Required action: Go over the data and copy out each line with "white" in it.

(Records from a data source)
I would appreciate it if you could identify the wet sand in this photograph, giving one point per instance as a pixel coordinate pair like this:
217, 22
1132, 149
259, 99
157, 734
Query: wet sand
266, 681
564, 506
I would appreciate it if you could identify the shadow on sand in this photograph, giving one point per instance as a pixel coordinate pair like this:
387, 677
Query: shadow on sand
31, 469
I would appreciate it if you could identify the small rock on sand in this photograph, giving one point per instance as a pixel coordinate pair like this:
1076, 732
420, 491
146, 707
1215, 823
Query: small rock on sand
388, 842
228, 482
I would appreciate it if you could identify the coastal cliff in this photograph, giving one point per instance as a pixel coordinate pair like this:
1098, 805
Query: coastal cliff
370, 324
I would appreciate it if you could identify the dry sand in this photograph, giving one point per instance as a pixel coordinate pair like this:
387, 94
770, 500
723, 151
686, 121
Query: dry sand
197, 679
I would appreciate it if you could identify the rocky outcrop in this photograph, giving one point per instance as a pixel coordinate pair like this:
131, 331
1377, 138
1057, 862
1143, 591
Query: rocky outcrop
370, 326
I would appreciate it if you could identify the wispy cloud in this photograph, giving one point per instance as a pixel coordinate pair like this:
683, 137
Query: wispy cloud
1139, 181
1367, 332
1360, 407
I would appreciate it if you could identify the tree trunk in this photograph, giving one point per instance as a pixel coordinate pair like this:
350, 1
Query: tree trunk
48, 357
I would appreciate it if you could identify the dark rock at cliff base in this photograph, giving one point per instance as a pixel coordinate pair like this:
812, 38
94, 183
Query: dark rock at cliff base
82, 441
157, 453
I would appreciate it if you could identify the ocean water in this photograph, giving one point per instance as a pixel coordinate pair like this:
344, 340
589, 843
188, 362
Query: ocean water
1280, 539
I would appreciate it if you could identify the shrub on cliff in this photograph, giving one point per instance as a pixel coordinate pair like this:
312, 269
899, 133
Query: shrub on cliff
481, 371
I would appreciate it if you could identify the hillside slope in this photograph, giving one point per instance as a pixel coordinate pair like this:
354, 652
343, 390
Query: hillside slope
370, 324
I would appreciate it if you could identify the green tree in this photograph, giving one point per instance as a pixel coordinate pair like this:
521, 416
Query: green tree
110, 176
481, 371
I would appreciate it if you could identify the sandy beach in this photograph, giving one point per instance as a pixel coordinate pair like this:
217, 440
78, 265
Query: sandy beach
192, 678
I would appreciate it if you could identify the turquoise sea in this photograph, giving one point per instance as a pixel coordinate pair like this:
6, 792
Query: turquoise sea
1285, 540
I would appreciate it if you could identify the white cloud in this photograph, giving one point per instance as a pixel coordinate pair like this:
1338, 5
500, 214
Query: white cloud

Solution below:
I would appreciate it if you could identify the white cloud in this photograph, giving one point per instance as a pixel coordinate pair like this:
Query: white cloud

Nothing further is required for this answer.